(RECORDS FOR PROCESSING)

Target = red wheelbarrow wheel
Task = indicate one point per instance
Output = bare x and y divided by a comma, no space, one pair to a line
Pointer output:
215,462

(End RECORDS FOR PROCESSING)

Copy out each record from above, exactly.

**WRITTEN SOLUTION:**
Target = red wheelbarrow wheel
Task = indicate one point per instance
Output = bare x and y divided by a comma, no space, one pair to a line
Pointer output:
215,462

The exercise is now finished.